• _Exercise tasks_
- A) Using the article on work styles below, decide whether each statement agrees with it: (i) People with the Head work style place emotions over effectiveness. (ii) One weakness of the Heart work style can be taking too much time to complete tasks. (iii) The article sorts work styles into five types. Answer each with yes or no and quote the deciding words.
- B) In the article on work styles below, what kind of work style is the Gut?
- C) Please repeat the part of the article on work styles below between "A key skill" and "your work style.", inclusive.

• _Excerpt provided_

━━━━━━━━━━━━━━━━━━━━━━━━━━━━━━

CTRI ACHIEVE
Workplace Culture

Four Workstyles: How to Get Better at What You Do

A key skill to being successful in life is understanding yourself: how you think, why you act certain ways, and what makes you happy or unhappy. A healthy sense of self-awareness is a catalyst for living a fulfilled life.

Self-awareness is also essential for the workplace, because every person has a different work style. If you want to maximize your happiness, productivity and fulfillment in the workplace it is important to identify and understand your work style.

The categories listed below separate work styles into four types: the Head, the Heart, the Gut and the Feet. Although you may not feel you fit completely into only one of these categories, read through all four and try to find one you identify with most strongly. Identifying your dominant work style is essential to bring awareness to why you work the way you do and how you could work better in the future.

The Head is an analytical work style.

Numbers, facts and details interest people in this category. They are objective and place proficiency and effectiveness over emotions and subjective feelings. If you like to be specific, exact and efficient in your work you might have the Head work style. Your weaknesses can include becoming inaccessible to others and over-processing things.

The Heart is a harmonizing work style.

People with this style tend to put people, collaboration and inclusivity as highest on their priority list. If you can quickly see personal and emotional implications of decisions, you might have the Heart work style. Your weaknesses can include excessive people pleasing, to the detriment of yourself, and taking too much time to complete tasks.

The Gut is an intuitive work style.

━━━━━━━━━━━━━━━━━━━━━━━━━━━━━━

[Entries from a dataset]
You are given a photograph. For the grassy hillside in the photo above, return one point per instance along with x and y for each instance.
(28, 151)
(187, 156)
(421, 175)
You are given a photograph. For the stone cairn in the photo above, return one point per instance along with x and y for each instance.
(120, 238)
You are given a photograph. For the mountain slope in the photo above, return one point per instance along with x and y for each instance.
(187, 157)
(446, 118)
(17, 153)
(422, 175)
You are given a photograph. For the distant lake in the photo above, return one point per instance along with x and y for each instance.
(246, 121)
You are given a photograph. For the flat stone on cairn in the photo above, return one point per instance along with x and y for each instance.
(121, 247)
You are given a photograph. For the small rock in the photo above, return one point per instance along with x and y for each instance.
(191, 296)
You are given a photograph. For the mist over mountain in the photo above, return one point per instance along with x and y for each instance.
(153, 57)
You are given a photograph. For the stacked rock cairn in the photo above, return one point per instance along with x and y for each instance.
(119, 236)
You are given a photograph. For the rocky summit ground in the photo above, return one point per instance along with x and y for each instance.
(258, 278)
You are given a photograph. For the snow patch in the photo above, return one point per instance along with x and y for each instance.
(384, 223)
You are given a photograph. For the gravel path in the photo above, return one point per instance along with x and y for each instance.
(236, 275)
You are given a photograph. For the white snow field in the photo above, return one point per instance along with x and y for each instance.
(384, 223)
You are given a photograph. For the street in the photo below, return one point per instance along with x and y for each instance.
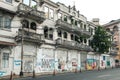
(108, 74)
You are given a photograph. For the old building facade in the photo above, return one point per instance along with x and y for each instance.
(113, 27)
(42, 36)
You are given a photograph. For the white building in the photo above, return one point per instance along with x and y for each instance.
(43, 35)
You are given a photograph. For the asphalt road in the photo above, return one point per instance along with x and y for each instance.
(108, 74)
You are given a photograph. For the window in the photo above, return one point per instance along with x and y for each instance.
(5, 22)
(65, 18)
(59, 15)
(72, 21)
(72, 37)
(26, 2)
(51, 14)
(10, 1)
(1, 21)
(48, 33)
(33, 4)
(65, 34)
(59, 33)
(5, 60)
(81, 25)
(85, 27)
(33, 26)
(46, 12)
(85, 40)
(76, 23)
(25, 23)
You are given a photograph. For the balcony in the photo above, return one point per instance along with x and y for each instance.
(69, 27)
(63, 25)
(30, 37)
(32, 13)
(72, 45)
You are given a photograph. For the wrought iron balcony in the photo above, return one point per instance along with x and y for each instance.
(32, 13)
(72, 45)
(29, 36)
(63, 24)
(71, 28)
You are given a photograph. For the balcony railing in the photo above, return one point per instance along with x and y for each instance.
(72, 45)
(32, 13)
(29, 36)
(70, 27)
(63, 24)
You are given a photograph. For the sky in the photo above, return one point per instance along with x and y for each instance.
(105, 10)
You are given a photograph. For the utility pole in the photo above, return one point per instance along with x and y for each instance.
(21, 71)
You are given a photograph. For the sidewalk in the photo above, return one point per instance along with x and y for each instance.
(26, 75)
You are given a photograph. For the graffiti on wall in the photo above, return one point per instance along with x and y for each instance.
(45, 64)
(17, 62)
(2, 73)
(28, 66)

━━━━━━━━━━━━━━━━━━━━━━━━━━━━━━

• _Expected results_
- A)
(i) No: "They are objective and place proficiency and effectiveness over emotions and subjective feelings."
(ii) Yes: "Your weaknesses can include excessive people pleasing, to the detriment of yourself, and taking too much time to complete tasks."
(iii) No: "The categories listed below separate work styles into four types: the Head, the Heart, the Gut and the Feet."

- B) An intuitive work style.

- C)
A key skill to being successful in life is understanding yourself: how you think, why you act certain ways, and what makes you happy or unhappy. A healthy sense of self-awareness is a catalyst for living a fulfilled life.

Self-awareness is also essential for the workplace, because every person has a different work style. If you want to maximize your happiness, productivity and fulfillment in the workplace it is important to identify and understand your work style.